INPUT DATA:
»»

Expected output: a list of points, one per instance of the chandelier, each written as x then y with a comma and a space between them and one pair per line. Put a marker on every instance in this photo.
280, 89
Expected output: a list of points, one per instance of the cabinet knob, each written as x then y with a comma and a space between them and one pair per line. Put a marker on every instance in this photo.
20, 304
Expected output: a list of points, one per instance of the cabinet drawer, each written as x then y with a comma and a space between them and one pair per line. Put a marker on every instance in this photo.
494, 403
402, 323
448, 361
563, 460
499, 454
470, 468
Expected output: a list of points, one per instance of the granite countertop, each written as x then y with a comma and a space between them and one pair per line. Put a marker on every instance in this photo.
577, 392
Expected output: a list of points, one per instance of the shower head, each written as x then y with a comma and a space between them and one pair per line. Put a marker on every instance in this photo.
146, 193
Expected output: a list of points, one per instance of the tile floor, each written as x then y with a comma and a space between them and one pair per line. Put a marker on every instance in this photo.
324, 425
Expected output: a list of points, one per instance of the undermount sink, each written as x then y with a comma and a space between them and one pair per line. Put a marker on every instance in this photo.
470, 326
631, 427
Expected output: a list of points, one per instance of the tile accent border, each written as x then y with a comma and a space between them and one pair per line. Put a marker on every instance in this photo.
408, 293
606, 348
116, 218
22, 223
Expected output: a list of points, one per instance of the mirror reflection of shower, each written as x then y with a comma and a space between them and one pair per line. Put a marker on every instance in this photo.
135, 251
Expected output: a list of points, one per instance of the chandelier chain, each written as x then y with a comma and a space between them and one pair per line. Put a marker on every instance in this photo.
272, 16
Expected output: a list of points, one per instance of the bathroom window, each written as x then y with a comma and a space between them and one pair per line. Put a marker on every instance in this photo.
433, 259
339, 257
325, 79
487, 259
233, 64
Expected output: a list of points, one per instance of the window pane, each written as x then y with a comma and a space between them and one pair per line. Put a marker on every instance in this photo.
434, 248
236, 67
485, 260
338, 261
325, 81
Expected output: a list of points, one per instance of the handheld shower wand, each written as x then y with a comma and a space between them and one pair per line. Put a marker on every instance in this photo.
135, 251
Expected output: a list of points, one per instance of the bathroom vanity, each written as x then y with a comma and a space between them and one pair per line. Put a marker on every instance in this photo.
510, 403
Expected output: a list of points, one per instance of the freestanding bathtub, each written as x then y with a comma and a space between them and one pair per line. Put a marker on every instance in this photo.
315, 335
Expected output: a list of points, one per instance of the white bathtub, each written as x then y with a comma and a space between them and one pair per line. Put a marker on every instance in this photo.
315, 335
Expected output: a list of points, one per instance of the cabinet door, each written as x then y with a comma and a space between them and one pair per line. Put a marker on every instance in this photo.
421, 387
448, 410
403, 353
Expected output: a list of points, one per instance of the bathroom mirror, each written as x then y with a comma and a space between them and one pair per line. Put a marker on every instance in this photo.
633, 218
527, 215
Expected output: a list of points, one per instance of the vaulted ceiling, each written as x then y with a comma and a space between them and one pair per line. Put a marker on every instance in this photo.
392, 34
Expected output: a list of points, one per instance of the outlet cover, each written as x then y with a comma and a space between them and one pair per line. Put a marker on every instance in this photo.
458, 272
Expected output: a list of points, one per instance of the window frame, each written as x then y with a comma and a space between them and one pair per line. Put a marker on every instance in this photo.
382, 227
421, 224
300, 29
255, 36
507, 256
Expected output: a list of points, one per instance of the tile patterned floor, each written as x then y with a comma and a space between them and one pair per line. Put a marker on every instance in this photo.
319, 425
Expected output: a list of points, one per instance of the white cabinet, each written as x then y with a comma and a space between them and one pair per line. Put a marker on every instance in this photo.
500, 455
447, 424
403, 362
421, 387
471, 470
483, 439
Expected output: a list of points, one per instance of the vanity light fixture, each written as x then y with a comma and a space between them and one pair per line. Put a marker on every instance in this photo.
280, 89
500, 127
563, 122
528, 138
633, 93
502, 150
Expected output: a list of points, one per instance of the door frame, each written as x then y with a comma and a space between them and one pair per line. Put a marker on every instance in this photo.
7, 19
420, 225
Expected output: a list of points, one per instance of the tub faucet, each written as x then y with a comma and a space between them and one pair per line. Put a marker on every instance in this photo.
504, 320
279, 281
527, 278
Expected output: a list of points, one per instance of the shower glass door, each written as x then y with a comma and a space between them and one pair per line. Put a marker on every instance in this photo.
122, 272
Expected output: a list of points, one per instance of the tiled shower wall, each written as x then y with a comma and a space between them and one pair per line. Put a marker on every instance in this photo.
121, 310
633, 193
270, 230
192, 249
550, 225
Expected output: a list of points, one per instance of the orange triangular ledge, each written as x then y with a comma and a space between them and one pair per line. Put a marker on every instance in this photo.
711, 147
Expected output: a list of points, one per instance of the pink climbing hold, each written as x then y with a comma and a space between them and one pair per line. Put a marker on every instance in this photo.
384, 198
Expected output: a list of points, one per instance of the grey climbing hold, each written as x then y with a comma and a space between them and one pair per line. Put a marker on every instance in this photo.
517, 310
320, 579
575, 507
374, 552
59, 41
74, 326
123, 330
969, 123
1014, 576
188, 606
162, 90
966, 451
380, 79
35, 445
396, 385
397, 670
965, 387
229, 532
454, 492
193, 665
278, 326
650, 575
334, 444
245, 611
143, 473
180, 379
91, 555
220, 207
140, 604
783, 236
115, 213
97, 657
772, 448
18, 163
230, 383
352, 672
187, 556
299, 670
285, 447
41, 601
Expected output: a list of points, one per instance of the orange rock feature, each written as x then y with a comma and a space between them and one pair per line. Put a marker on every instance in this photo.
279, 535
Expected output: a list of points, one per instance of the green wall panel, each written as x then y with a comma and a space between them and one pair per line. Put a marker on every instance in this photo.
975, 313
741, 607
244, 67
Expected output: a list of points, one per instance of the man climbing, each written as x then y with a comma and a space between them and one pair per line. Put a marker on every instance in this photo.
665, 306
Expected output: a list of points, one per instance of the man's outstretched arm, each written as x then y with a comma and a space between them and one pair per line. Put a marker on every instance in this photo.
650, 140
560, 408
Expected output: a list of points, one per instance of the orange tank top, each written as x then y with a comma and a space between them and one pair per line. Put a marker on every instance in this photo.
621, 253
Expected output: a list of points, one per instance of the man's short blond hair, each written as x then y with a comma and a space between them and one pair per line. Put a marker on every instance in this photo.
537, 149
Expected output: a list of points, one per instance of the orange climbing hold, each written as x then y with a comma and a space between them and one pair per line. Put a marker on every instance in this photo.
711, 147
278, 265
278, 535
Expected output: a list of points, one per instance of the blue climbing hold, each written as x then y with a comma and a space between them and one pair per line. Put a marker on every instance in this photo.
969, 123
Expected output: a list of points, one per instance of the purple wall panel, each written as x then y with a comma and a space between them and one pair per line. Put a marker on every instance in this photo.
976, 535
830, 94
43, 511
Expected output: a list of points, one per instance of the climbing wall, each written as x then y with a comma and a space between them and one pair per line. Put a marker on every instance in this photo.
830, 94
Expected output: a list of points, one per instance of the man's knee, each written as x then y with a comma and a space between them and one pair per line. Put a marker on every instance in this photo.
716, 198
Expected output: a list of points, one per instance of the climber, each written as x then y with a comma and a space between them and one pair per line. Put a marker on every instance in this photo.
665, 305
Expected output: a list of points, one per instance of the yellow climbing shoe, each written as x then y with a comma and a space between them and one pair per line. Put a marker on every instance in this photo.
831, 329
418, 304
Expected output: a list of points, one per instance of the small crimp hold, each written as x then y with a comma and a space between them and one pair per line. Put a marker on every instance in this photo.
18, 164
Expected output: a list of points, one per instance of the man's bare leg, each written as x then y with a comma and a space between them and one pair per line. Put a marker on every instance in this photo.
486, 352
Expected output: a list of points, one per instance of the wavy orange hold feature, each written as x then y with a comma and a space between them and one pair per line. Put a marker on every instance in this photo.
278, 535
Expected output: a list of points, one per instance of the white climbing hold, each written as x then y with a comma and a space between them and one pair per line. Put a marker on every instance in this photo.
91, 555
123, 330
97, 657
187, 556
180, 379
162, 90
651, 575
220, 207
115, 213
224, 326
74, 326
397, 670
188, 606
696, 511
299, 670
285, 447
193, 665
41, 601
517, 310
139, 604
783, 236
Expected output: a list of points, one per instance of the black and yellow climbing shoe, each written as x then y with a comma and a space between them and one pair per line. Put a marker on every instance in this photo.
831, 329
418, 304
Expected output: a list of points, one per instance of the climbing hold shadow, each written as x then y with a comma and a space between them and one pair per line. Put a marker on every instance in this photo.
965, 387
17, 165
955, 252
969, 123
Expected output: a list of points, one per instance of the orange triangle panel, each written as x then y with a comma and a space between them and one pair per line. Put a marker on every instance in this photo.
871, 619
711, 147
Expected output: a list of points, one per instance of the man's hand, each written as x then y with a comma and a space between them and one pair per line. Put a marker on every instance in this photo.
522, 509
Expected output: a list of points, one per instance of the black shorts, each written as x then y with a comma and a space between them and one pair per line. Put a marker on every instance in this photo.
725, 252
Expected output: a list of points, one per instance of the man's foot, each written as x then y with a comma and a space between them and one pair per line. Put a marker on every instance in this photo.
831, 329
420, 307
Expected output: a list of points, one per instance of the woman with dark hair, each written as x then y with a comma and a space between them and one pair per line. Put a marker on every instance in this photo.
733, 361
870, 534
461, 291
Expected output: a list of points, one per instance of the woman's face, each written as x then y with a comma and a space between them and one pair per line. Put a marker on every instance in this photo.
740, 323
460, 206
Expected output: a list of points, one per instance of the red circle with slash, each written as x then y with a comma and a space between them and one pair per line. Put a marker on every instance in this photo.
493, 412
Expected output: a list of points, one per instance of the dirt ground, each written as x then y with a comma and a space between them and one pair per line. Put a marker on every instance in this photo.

««

YOUR OBJECTIVE:
Turn everything from the line containing "the red circle" down to the end of the items into a JSON list of strings, one string per line and no blank lines.

RESULT FOR THIS TASK:
[
  "Expected output: a list of points, one per instance of the red circle with slash, each written as x then y with a comma and a space between them and one pair per line. Put a marker on every instance in this photo.",
  "493, 412",
  "Expected output: a list of points, one per instance of the dirt ground, each written as x then y with a comma and a space between them and one pair per line. Put a marker on every instance in this photo."
]